- [What to do] Extract each line of the listing below and reproduce it verbatim.

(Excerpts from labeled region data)
>> Start

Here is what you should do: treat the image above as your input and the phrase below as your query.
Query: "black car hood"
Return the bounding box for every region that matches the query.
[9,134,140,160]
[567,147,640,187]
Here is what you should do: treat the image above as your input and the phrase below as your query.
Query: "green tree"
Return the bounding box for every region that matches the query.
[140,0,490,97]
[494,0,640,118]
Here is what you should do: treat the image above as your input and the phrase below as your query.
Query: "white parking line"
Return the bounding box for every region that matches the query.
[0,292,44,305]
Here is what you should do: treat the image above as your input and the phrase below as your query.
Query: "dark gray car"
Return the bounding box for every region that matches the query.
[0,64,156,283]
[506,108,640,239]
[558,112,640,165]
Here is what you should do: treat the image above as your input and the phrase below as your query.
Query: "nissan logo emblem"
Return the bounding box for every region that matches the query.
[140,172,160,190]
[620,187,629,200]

>> End

- [Answer below]
Here is what you should do: treat the image above as your input and the phrase below as your query.
Query: "black car hood"
Return the bounding box for every region that matches the query.
[9,134,140,160]
[567,147,640,187]
Here is what you should do: treat the image above as your input and the phrase below as your query.
Query: "green tree"
Return the bounding box for every region that matches the query.
[140,0,490,97]
[494,0,640,118]
Here is what you should do: treat the image above as your input and the phrase below as your query.
Query: "white parking line"
Return the bounding box for every region that matches the query.
[0,292,44,305]
Here is what you should do: treat the image above as your input and the phrase below as your query.
Query: "dark gray car"
Return the bounding box for every region that matches the query.
[0,64,156,283]
[506,108,640,239]
[558,112,640,165]
Here is what you should do: treat the image above as your input and the phrase below as your query.
Query: "nissan logo emblem"
Return the bounding box for every region that matches the query.
[140,172,160,190]
[620,187,629,200]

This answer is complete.